• **EXCERPT**:
*** Begin section ***

Pega, tega, sega, docemena, Mega. These words written and the paper rowl’d up and given to a Dog or anything that is mad, will cure him.”

Floyer, for his part, placed the greatest reliance on the sovereign virtues of cold water, administered externally. He spared no pains to inculcate on sufferers from rheumatism, nervous disorders, and other maladies, the virtue of cold bathing, and maintained that the prevalence of consumption in this country dated only from the time when baptism by immersion had been discontinued.

I have mentioned the “cunning man” who was also an astrologer. But there was the astrologer in higher practice. Everybody believed in astrology, from the King downwards. The astrologer followed a profession both lucrative and honourable. Sometimes, as in the case of Dr. Nenier of Linford, he was an enthusiast who prayed continually and was in confidential communication with the archangels, being by them enabled to heal many diseases, especially ague, and the falling sickness by means of consecrated rings.

When the Civil War began there were astrologers on both sides who prophesied, each for the good of his own cause. Thus, on the Parliamentary side the astrologer prophesied disasters to the Cavaliers and victory to the Roundheads. These predictions became weapons of great weight because people believed them. Butler puts the case in his own way:—

“Do not our great reformers use This Sidrophel to forbode news? To write of victories next year, And castles taken yet i’ th’ air? Of battles fought at sea, and ships Sunk, two years hence? the last eclipse? A total o’erthrow given the king In Cornwall, horse and foot, next spring? And has not he point-blank foretold Whats’e’er the close committee would?

Made Mars and Saturn for the cause, The Moon for fundamental laws? The Ram, the Bull, and Goat, declare Against the Book of Common Prayer? The Scorpion take the protestation, And Bear engage for reformation? Made all the royal stars recant, Compound and take the covenant?”

*** End section ***

Items contained in a dataset:
*** Begin section ***

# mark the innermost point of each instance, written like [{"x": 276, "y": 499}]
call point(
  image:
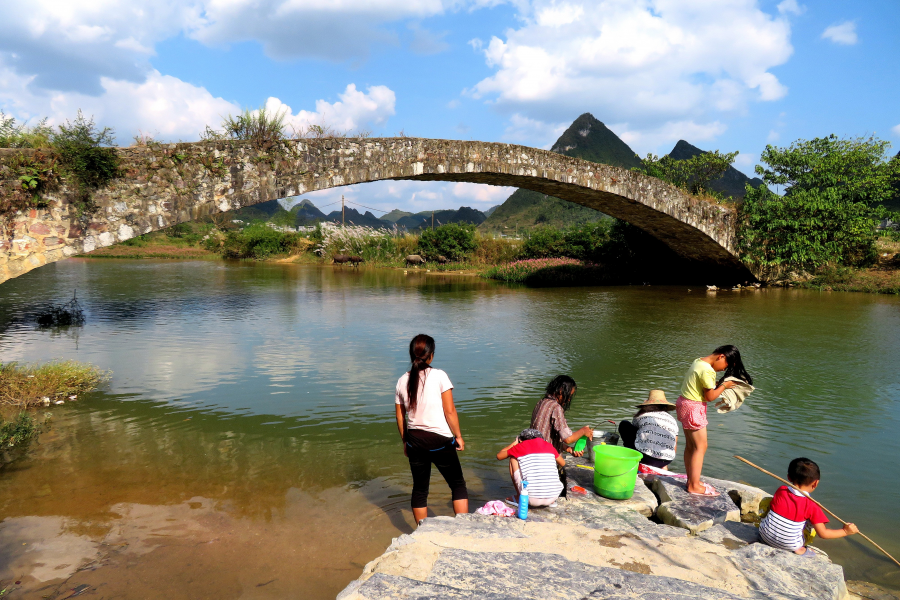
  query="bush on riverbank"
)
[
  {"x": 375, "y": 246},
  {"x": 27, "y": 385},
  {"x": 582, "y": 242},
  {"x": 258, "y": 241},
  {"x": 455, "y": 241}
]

*** End section ***
*** Begin section ***

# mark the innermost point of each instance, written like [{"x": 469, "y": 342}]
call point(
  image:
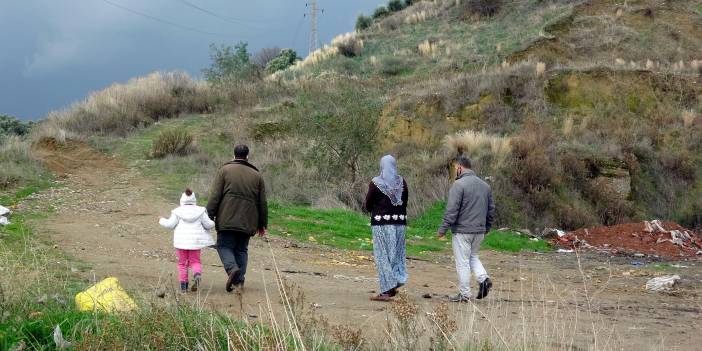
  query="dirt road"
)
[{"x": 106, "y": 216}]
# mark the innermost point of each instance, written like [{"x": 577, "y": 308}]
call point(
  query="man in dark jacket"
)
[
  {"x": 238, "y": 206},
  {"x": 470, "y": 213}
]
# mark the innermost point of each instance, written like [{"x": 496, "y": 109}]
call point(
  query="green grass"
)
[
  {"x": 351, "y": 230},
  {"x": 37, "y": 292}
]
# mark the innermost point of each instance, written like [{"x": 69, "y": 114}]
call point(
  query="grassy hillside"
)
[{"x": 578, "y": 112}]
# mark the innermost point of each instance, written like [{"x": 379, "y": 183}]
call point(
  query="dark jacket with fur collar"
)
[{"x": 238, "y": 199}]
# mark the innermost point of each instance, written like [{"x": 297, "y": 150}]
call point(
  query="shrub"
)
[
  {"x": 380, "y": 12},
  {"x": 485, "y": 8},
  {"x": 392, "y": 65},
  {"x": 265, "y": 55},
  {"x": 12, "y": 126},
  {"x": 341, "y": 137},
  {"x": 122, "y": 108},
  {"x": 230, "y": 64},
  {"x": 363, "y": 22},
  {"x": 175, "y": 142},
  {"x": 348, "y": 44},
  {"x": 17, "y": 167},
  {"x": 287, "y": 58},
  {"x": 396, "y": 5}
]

*** End section ***
*** Begin section ***

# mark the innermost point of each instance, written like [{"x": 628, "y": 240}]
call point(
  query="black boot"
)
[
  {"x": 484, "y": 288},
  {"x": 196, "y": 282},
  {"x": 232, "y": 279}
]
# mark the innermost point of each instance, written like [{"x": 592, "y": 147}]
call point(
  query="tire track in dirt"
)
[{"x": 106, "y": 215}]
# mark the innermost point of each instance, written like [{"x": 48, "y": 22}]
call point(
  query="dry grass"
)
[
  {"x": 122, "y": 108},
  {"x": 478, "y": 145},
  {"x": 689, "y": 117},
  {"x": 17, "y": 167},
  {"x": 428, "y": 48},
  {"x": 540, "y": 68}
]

*** End section ***

Copy out the passage on astrology, beginning at the words "When the Civil" and stopping after "close committee would?", and replace "Cavaliers" with "Royalists". These items were drawn from a separate source.

• **SOLUTION TO THIS PROBLEM**:
When the Civil War began there were astrologers on both sides who prophesied, each for the good of his own cause. Thus, on the Parliamentary side the astrologer prophesied disasters to the Royalists and victory to the Roundheads. These predictions became weapons of great weight because people believed them. Butler puts the case in his own way:—

“Do not our great reformers use This Sidrophel to forbode news? To write of victories next year, And castles taken yet i’ th’ air? Of battles fought at sea, and ships Sunk, two years hence? the last eclipse? A total o’erthrow given the king In Cornwall, horse and foot, next spring? And has not he point-blank foretold Whats’e’er the close committee would?